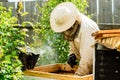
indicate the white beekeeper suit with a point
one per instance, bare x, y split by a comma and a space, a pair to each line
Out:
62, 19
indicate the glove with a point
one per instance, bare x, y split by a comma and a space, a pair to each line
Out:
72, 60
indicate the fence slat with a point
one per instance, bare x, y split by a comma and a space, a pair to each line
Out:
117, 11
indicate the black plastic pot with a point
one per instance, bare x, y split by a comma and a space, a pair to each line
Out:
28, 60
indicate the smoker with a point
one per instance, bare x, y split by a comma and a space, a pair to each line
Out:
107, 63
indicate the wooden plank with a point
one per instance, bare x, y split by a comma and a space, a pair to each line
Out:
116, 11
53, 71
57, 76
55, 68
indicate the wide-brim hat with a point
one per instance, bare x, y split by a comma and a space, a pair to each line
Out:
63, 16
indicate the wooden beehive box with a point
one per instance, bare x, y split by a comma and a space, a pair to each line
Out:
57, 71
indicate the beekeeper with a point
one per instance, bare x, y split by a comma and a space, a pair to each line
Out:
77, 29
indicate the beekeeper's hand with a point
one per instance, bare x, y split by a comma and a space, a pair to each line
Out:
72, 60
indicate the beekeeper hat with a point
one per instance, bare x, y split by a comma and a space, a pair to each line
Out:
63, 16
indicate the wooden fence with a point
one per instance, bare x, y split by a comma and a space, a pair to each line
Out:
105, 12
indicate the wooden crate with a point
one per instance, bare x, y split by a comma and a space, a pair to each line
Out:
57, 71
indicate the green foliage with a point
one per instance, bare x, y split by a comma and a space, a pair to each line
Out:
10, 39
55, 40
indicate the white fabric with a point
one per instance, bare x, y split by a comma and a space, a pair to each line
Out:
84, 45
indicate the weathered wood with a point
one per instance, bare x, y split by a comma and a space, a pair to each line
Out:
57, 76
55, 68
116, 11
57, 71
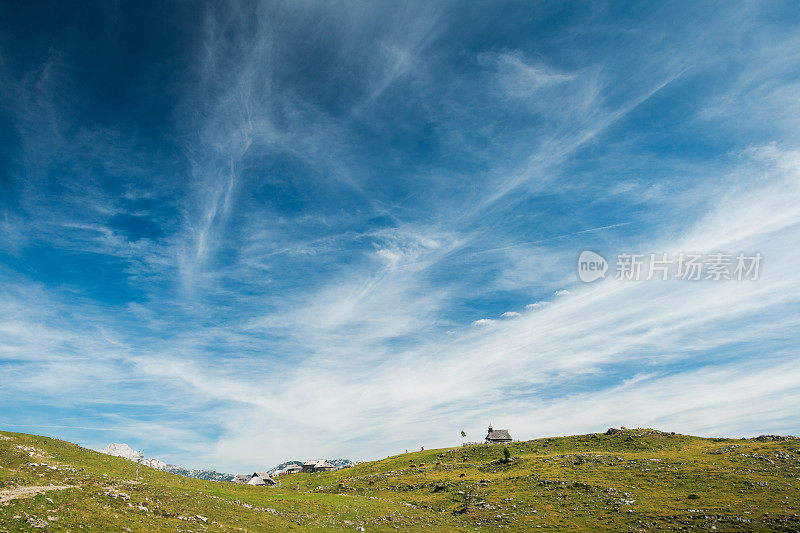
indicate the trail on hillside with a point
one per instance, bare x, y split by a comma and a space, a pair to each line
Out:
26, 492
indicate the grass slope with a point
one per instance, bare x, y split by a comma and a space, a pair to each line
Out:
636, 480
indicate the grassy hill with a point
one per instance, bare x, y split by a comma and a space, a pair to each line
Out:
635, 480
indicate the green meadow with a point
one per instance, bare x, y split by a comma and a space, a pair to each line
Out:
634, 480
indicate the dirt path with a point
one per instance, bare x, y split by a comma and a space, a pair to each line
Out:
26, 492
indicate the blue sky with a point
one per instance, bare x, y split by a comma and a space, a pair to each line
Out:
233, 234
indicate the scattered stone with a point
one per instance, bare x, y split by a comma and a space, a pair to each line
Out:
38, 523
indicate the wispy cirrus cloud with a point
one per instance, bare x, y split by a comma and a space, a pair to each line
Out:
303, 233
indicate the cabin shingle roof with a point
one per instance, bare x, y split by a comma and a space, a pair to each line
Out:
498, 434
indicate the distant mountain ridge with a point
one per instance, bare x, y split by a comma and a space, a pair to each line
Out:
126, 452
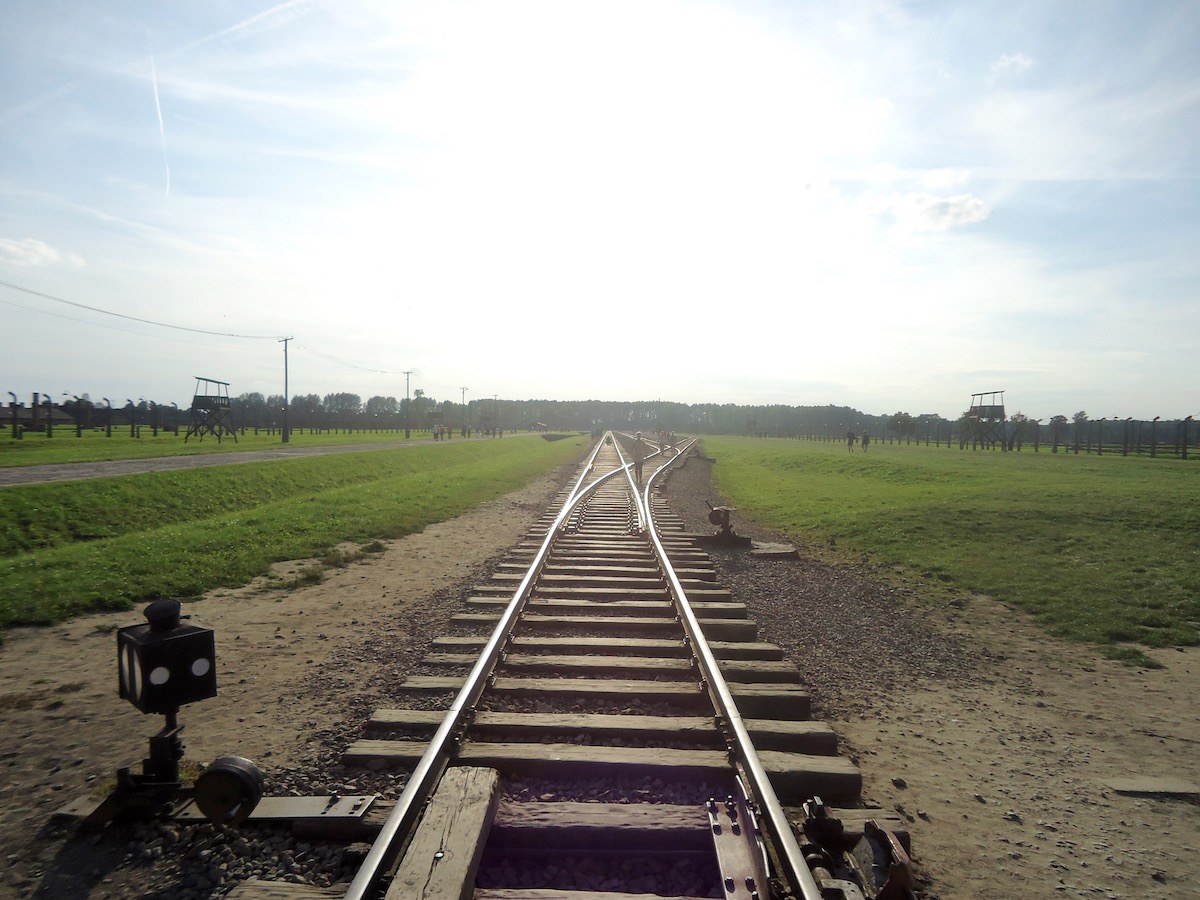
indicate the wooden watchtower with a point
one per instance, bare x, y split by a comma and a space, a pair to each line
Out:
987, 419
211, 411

...

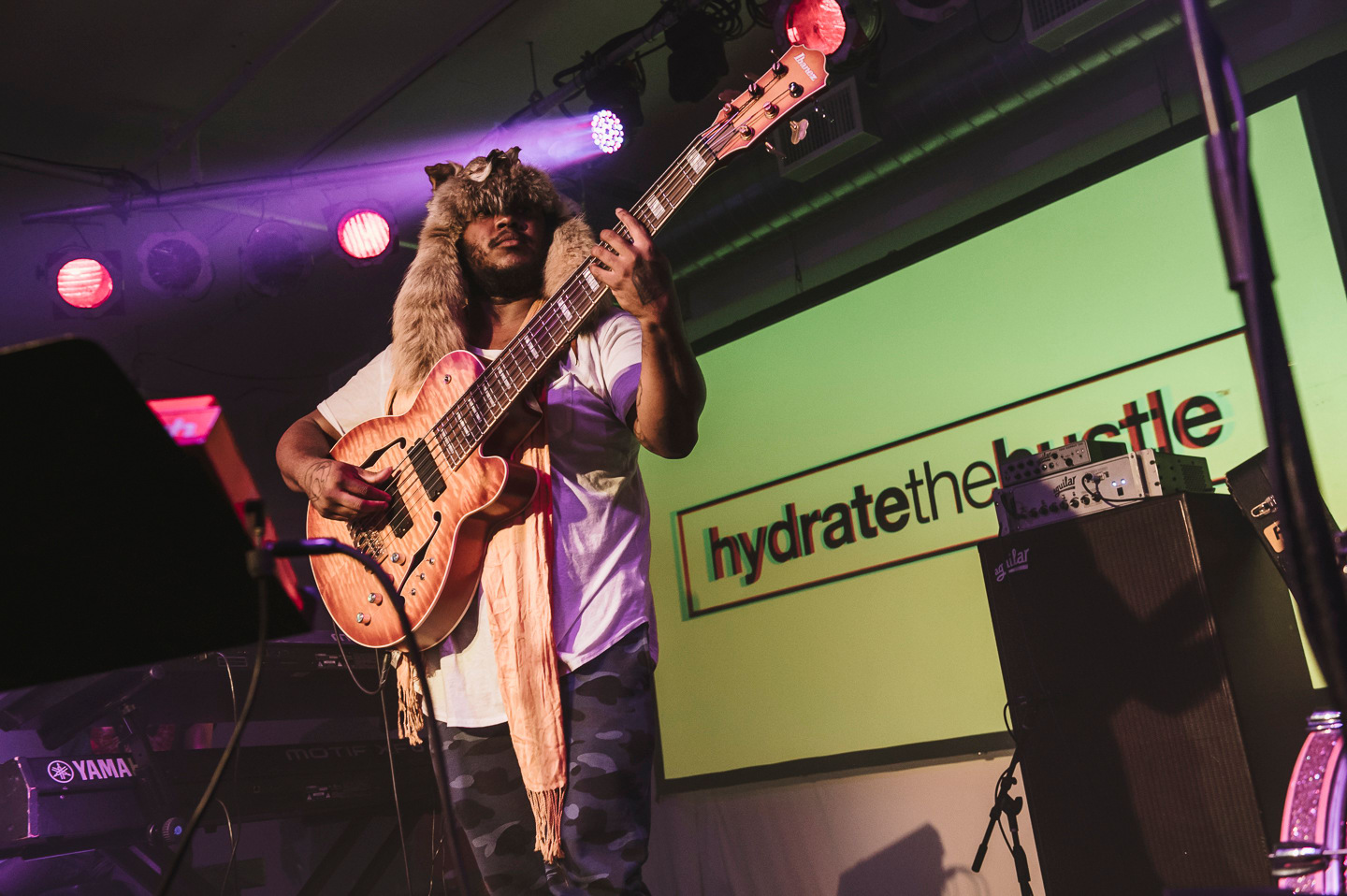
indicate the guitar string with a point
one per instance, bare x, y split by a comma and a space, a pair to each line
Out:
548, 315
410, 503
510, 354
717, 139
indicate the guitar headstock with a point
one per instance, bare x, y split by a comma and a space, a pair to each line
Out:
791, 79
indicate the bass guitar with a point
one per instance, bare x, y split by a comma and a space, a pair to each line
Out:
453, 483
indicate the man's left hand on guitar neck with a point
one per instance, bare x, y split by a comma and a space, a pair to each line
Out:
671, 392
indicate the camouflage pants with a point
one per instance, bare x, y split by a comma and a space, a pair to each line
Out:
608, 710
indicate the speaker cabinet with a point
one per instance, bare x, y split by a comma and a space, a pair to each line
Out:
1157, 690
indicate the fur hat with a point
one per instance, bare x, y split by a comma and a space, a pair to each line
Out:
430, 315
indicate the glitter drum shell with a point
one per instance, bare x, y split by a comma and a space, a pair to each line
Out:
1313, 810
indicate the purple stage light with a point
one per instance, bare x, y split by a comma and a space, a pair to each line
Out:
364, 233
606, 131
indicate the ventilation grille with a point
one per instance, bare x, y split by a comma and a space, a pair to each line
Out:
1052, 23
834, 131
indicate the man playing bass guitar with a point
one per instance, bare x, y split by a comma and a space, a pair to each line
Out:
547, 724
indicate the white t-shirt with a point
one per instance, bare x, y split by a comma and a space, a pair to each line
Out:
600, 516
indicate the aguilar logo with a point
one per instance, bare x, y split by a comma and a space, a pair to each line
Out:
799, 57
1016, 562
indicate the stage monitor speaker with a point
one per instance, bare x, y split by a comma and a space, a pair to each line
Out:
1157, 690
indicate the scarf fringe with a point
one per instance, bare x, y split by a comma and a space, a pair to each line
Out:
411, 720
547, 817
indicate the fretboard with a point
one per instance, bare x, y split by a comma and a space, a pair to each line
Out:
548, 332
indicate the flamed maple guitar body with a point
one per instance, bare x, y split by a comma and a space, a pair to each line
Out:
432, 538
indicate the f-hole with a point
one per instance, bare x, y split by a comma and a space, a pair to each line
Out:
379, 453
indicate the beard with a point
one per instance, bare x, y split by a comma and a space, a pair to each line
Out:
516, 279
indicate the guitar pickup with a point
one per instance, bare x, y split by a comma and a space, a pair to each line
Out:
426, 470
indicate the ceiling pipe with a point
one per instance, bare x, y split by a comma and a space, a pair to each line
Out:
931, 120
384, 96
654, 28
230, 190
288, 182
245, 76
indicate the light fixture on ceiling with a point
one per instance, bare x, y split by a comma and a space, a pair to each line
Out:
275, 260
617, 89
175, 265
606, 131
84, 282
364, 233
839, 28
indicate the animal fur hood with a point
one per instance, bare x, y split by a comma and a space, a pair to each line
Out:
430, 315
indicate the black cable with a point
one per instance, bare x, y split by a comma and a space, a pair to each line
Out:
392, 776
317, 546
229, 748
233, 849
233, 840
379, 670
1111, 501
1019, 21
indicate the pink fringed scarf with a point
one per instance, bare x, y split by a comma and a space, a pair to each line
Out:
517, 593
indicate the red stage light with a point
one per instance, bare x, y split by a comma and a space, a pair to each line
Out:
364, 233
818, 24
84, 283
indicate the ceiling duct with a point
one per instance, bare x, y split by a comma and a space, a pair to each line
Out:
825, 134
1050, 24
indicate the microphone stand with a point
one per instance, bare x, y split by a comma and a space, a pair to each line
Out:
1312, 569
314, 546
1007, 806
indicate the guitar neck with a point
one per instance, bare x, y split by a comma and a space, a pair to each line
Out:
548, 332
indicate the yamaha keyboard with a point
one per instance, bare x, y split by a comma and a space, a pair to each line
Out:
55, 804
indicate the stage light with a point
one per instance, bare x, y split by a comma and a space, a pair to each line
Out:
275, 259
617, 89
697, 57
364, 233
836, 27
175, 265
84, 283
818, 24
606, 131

## Your goal
Filter the entries above and keep only the lines with the word "bass".

## Solution for this task
indicate the bass guitar with a point
indicate the man playing bass guitar with a point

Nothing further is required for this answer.